(Instructions to follow): Can you edit the material below so that every "scan for" becomes "look for", with nothing else changed?

***** Stored data

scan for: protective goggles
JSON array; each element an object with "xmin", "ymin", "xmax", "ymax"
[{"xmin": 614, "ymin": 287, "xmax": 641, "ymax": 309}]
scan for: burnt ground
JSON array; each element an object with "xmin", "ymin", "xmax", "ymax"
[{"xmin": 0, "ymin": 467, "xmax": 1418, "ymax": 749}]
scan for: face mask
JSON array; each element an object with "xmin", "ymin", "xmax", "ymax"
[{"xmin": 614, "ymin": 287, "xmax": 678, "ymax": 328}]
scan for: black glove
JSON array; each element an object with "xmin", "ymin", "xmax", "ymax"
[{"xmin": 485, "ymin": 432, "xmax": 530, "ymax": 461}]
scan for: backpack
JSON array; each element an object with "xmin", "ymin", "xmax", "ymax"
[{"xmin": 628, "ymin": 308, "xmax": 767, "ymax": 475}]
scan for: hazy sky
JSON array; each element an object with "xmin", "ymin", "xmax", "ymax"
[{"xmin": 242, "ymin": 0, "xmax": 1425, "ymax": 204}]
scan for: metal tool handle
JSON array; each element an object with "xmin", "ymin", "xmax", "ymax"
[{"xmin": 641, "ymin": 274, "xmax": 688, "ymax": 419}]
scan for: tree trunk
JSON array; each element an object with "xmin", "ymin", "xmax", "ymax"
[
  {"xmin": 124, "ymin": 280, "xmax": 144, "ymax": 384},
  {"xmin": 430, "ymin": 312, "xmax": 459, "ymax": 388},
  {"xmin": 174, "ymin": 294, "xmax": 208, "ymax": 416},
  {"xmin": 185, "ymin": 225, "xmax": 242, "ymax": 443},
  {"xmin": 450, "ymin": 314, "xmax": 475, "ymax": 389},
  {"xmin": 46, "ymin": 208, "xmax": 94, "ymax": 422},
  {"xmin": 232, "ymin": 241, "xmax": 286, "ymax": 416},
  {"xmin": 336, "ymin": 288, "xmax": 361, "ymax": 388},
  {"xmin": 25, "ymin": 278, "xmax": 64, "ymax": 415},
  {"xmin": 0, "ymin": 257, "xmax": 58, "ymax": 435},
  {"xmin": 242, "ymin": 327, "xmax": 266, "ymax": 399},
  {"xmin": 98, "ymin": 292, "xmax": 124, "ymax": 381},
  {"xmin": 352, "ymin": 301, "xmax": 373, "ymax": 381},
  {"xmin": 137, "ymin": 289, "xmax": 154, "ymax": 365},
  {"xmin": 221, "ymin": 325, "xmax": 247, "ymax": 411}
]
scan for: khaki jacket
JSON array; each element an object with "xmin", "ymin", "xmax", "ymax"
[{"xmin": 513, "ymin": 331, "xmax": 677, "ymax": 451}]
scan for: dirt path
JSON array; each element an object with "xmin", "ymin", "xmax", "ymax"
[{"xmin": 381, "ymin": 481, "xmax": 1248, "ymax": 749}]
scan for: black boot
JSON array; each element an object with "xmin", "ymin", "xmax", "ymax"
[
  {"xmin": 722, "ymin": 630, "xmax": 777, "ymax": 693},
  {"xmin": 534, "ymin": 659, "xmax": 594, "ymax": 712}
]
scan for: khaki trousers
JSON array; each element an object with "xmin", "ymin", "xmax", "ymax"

**********

(Solved exercise):
look for: protective goggles
JSON array; each element an object with "xmin", "ymin", "xmax", "ymax"
[{"xmin": 614, "ymin": 287, "xmax": 641, "ymax": 309}]
look for: burnt ground
JSON array; each element an object with "xmin", "ymin", "xmax", "ymax"
[{"xmin": 0, "ymin": 467, "xmax": 1418, "ymax": 749}]
look for: face mask
JSON array; each element an object with "xmin", "ymin", "xmax", "ymax"
[{"xmin": 614, "ymin": 287, "xmax": 678, "ymax": 328}]
look for: black glove
JSON array; each element an object with "xmin", "ymin", "xmax", "ymax"
[{"xmin": 485, "ymin": 432, "xmax": 530, "ymax": 461}]
look for: backpack
JSON array; each element an object with "xmin", "ymin", "xmax", "ymax"
[{"xmin": 628, "ymin": 308, "xmax": 767, "ymax": 475}]
look for: hazy sky
JSON array; each element an object with "xmin", "ymin", "xmax", "ymax"
[{"xmin": 242, "ymin": 0, "xmax": 1425, "ymax": 204}]
look for: metal tool handle
JSON array; each element an object with "xmin", "ymin", "xmax", "ymax"
[{"xmin": 641, "ymin": 274, "xmax": 688, "ymax": 419}]
look for: tree trunk
JSON array; each element an object with "xmin", "ymin", "xmax", "ymax"
[
  {"xmin": 124, "ymin": 280, "xmax": 144, "ymax": 384},
  {"xmin": 430, "ymin": 312, "xmax": 459, "ymax": 388},
  {"xmin": 174, "ymin": 294, "xmax": 208, "ymax": 416},
  {"xmin": 185, "ymin": 225, "xmax": 242, "ymax": 443},
  {"xmin": 450, "ymin": 314, "xmax": 475, "ymax": 389},
  {"xmin": 46, "ymin": 208, "xmax": 94, "ymax": 422},
  {"xmin": 232, "ymin": 241, "xmax": 286, "ymax": 416},
  {"xmin": 336, "ymin": 288, "xmax": 361, "ymax": 388},
  {"xmin": 25, "ymin": 278, "xmax": 64, "ymax": 415},
  {"xmin": 0, "ymin": 257, "xmax": 58, "ymax": 435},
  {"xmin": 242, "ymin": 327, "xmax": 266, "ymax": 399},
  {"xmin": 98, "ymin": 292, "xmax": 124, "ymax": 381},
  {"xmin": 352, "ymin": 301, "xmax": 373, "ymax": 381},
  {"xmin": 137, "ymin": 289, "xmax": 154, "ymax": 365},
  {"xmin": 221, "ymin": 325, "xmax": 247, "ymax": 411}
]
look for: khaki jacket
JSON array; each element an object with "xmin", "ymin", "xmax", "ymax"
[{"xmin": 513, "ymin": 331, "xmax": 677, "ymax": 451}]
look for: dirt path
JSON array; each element an object with "xmin", "ymin", "xmax", "ymax"
[{"xmin": 381, "ymin": 481, "xmax": 1248, "ymax": 749}]
look for: black boot
JSON array; each element an object with "xmin", "ymin", "xmax", "ymax"
[
  {"xmin": 722, "ymin": 630, "xmax": 777, "ymax": 693},
  {"xmin": 534, "ymin": 659, "xmax": 594, "ymax": 712}
]
look for: khaki trousers
JSON array; each element an object with "xmin", "ymin", "xmax", "ymax"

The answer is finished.